Transcribe the section of the Pine Bluff mayoral election text that opens with the words "Confused? That’s understandable." and closes with "or in 2014.".

▶ _Excerpt_
• • • • •

Confused? That’s understandable. One state law deals with the election of a mayor with a mayor-city council form of municipal government and a population of 50,000 or more. That was the law that applied to Pine Bluff in the 2008 elections, or the same year of the last presidential election.
A second state law deals with the election of a mayor with a mayor-city council form of municipal government and a population of less than 50,000. That was the law that describes Pine Bluff since the 2010 census count reflected a population that had dropped to 49,083. Under that statute, the mayoral vote would be held during mid-term elections, or in 2014.
The lawsuit asks Second Division Judge Rob Wyatt Jr., who was assigned the case, to clarify the meaning of the existing state laws prior to the Nov. 6 election, to determine that they apply to the 2012 election, and declare that the next mayoral election for the city of Pine Bluff will be in 2014.
Redus is also asking Wyatt to conduct an expedited hearing on the merits of the case so that a ruling can be obtained prior to the scheduled election. If Wyatt agrees, Redus would win a two-year extension on his current four-year term in a courtroom, not at the ballot box.
“What do you say to people when you’re following the law?” Redus asked. “My job as chief executive is to make sure we follow the law.” In addition to the eight other certified candidates in the race for mayor, there are three candidates running for city treasurer, and City Clerk Loretta Whitfield is currently unopposed for another four-year term.
There are also candidates who have filed for three of the four vacancies on the Pine Bluff City Council. If those races are also put off until 2014, all eight council positions would be open at the same time.

• • • • •

▶ _Extracted records_
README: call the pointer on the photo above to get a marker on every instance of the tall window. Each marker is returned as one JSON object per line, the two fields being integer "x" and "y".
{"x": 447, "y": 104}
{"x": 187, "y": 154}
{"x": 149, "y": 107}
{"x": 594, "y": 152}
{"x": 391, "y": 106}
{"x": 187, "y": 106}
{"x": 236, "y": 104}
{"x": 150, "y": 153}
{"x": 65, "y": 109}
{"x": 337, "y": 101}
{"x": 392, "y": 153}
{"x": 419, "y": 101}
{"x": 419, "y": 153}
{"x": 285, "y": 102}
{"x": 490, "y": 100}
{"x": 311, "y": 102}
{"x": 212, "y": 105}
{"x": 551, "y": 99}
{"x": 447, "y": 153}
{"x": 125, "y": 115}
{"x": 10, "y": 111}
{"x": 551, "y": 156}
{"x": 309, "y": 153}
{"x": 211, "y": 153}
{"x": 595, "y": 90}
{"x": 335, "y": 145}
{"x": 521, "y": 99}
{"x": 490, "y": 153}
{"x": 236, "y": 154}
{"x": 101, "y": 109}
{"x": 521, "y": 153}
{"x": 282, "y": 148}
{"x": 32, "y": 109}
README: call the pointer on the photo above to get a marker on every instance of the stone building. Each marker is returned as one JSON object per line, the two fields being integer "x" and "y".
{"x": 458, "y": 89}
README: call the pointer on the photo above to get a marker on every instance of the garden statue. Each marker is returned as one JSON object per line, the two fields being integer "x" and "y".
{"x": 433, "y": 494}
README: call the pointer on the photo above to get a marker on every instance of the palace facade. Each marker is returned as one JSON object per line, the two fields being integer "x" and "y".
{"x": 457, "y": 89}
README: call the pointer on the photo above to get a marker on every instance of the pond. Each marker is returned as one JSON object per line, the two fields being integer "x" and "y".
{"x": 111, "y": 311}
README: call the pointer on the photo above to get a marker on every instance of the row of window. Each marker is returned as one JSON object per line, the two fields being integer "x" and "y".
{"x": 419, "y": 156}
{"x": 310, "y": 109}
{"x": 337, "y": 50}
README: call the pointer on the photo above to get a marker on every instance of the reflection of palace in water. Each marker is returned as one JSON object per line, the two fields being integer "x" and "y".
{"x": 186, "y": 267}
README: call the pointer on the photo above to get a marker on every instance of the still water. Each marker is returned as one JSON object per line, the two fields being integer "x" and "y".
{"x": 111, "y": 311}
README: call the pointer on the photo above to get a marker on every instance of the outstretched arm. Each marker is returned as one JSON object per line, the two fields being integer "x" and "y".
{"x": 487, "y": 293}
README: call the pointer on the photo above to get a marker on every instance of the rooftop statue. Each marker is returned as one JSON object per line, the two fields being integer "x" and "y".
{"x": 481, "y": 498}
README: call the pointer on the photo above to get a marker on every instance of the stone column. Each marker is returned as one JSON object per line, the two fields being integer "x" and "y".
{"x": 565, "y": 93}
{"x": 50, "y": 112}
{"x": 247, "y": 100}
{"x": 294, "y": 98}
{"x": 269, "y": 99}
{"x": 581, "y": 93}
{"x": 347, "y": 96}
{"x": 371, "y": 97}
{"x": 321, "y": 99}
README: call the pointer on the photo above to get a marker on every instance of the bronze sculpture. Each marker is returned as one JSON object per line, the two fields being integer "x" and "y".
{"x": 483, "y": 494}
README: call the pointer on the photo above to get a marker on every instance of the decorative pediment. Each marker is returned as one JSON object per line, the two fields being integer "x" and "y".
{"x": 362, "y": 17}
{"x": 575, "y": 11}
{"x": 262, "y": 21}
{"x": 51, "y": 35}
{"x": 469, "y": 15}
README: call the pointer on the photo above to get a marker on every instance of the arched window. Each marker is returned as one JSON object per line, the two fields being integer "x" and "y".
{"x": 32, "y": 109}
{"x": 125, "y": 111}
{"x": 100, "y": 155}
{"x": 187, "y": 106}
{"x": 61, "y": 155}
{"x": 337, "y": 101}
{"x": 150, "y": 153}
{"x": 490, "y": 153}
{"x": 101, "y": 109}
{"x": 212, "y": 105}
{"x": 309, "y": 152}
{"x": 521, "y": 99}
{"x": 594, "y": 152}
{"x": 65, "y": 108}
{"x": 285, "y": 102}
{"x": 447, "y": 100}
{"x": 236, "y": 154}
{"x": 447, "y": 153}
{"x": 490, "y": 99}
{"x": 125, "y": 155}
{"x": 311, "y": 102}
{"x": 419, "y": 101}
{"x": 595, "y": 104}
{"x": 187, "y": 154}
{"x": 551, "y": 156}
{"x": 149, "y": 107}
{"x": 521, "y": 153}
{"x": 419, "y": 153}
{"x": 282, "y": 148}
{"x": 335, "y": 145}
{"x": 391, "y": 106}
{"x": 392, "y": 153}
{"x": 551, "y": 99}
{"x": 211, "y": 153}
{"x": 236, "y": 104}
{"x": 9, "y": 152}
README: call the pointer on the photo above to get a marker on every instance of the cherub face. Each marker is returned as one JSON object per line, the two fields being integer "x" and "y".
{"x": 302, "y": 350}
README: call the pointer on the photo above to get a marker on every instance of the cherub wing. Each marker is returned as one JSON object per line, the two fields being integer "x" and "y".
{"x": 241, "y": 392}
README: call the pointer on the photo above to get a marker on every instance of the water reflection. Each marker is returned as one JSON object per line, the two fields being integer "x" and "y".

• • • • •

▶ _Result of this task_
Confused? That’s understandable. One state law deals with the election of a mayor with a mayor-city council form of municipal government and a population of 50,000 or more. That was the law that applied to Pine Bluff in the 2008 elections, or the same year of the last presidential election.
A second state law deals with the election of a mayor with a mayor-city council form of municipal government and a population of less than 50,000. That was the law that describes Pine Bluff since the 2010 census count reflected a population that had dropped to 49,083. Under that statute, the mayoral vote would be held during mid-term elections, or in 2014.